▸ TASK INSTRUCTIONS: An exact copy of all the data below is needed.

Referring expression pointing data
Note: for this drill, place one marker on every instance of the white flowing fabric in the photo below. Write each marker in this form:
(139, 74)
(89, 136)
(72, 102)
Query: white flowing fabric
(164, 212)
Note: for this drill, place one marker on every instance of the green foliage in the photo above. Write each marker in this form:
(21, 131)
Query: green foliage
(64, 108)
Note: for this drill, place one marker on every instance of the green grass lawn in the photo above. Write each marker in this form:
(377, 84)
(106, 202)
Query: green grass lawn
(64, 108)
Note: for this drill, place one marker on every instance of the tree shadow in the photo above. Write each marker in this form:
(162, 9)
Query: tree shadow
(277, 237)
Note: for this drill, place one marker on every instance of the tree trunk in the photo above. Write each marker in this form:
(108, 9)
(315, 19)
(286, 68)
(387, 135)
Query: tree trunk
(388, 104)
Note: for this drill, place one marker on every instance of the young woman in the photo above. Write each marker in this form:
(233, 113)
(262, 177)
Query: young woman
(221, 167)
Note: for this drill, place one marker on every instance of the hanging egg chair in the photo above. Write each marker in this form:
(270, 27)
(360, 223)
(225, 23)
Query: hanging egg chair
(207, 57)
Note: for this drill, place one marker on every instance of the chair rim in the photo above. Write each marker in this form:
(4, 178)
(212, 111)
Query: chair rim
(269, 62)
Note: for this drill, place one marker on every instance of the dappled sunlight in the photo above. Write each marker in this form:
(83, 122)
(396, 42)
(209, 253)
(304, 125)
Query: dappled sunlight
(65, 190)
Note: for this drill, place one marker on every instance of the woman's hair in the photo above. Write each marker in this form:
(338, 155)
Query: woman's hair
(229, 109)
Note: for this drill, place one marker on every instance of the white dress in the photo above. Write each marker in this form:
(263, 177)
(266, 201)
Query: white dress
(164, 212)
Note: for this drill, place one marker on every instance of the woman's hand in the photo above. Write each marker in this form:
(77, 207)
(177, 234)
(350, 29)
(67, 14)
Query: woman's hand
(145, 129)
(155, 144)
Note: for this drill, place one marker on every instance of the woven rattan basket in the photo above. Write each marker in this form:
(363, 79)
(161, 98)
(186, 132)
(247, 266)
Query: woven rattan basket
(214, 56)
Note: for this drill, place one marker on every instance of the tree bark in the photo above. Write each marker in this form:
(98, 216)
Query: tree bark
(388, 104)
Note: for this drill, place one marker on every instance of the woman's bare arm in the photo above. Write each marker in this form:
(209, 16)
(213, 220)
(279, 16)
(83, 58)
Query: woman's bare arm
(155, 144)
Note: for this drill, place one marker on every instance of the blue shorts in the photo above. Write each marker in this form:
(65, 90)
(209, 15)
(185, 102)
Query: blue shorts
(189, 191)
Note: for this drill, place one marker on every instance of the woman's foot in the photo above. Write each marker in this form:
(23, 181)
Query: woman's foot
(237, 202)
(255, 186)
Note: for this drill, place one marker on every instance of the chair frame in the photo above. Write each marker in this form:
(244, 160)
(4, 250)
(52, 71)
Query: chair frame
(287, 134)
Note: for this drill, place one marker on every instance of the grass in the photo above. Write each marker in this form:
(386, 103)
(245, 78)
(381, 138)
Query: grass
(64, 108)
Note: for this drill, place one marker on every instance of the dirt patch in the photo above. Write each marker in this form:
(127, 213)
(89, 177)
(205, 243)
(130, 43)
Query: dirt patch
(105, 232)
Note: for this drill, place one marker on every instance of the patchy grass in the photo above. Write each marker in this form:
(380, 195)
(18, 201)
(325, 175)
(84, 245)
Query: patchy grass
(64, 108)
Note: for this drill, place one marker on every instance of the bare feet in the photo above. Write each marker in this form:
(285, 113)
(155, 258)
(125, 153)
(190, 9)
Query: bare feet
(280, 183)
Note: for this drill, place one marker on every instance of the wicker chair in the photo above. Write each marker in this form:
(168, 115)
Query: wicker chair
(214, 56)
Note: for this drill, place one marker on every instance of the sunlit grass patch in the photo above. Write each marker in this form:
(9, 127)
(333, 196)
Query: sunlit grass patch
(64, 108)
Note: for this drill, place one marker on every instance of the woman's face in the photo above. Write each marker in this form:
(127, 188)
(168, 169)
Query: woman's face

▸ WRITTEN ANSWER:
Note: for this drill, place one marker on every instance of the white flowing fabric in the photo below. Write each marker in this form:
(139, 74)
(89, 136)
(72, 102)
Query: white flowing fabric
(164, 212)
Note: for this drill, place one marker on every instance of the green foliage in the photo above. Write each marker in this form:
(21, 131)
Query: green foliage
(64, 108)
Note: for this drill, place one marker on every instance of the green grass lawn in the photo above. Write each marker in this form:
(377, 84)
(106, 202)
Query: green grass lawn
(64, 108)
Note: for this drill, place one marker on every instance of the tree shadow in the photo above. Write each marker in this form:
(162, 9)
Query: tree shadow
(277, 237)
Note: for this drill, place one marker on every instance of the tree trunk in the photo above. Write each marker in this form:
(108, 9)
(315, 19)
(286, 68)
(387, 135)
Query: tree trunk
(388, 104)
Note: for this drill, place one marker on every instance of the young woman in the photo above. Write each marker in this form:
(233, 113)
(262, 177)
Query: young woman
(221, 167)
Note: for this drill, place one marker on every instance of the hanging egg chair in the photo above. Write each marker in this form:
(270, 27)
(360, 223)
(225, 23)
Query: hanging egg chair
(207, 57)
Note: for this drill, place one marker on every instance of the chair rim in the photo above. Write each marker in this form:
(4, 178)
(212, 111)
Query: chair rim
(269, 62)
Note: for this drill, place one marker on every instance of the dappled sunlight in the photo above. Write each marker in this form:
(83, 122)
(396, 42)
(209, 253)
(304, 125)
Query: dappled sunlight
(65, 190)
Note: for this drill, place one marker on every instance of the woman's hair in the photo above. Write each marker in this form:
(338, 155)
Query: woman's hair
(229, 109)
Note: for this drill, place one marker on every instance of the white dress in the photo above. Write each marker in this form:
(263, 177)
(266, 201)
Query: white dress
(164, 212)
Note: for this drill, place one marker on every instance of the woman's hand in the photo above. Write each marker in this form:
(77, 207)
(177, 234)
(350, 29)
(67, 14)
Query: woman's hand
(145, 129)
(155, 144)
Note: for this drill, place one marker on every instance of the woven rattan basket in the photo above. Write each marker in this form:
(363, 79)
(161, 98)
(186, 132)
(247, 266)
Query: woven rattan basket
(214, 56)
Note: for this drill, place one marker on every instance of the tree bark in the photo above. Write each marker in this form:
(98, 216)
Query: tree bark
(388, 104)
Note: for this drill, place one marker on every instance of the woman's bare arm in the photo above. Write each marker in this form:
(209, 16)
(213, 220)
(279, 16)
(83, 58)
Query: woman's bare arm
(155, 144)
Note: for this drill, place one marker on every instance of the blue shorts in the photo above. Write each marker in this form:
(65, 90)
(209, 15)
(185, 102)
Query: blue shorts
(189, 191)
Note: for this drill, place one marker on every instance of the woman's foot in the photo above. Write each marker in this form:
(23, 181)
Query: woman's foot
(237, 202)
(255, 186)
Note: for this drill, place one marker on every instance of the chair frame in the photo above. Write each marker in this form:
(244, 160)
(4, 250)
(52, 71)
Query: chair frame
(287, 134)
Note: for this drill, place one marker on every instance of the grass in the photo above. Write each marker in this form:
(386, 103)
(245, 78)
(381, 138)
Query: grass
(64, 108)
Note: for this drill, place one marker on every instance of the dirt patch in the photo above. Write each marker in this form:
(127, 213)
(89, 177)
(205, 243)
(130, 43)
Query: dirt patch
(105, 232)
Note: for this drill, place one marker on every instance of the patchy grass in the photo above. Write each marker in this form:
(380, 195)
(18, 201)
(325, 175)
(84, 245)
Query: patchy grass
(64, 108)
Note: for this drill, place one marker on every instance of the bare feet in the photo above. Write each marker in this form:
(285, 113)
(155, 258)
(125, 153)
(190, 9)
Query: bare feet
(280, 183)
Note: for this drill, place one marker on every instance of the wicker chair in the photo above. Write each marker in this form:
(168, 115)
Query: wicker chair
(214, 56)
Note: for this drill, place one marker on every instance of the sunlit grass patch in the photo above. Write each marker in this form:
(9, 127)
(333, 196)
Query: sunlit grass patch
(64, 108)
Note: for this drill, place one marker on every instance of the woman's face in the photo above. Write each marker in this form:
(127, 188)
(168, 169)
Query: woman's face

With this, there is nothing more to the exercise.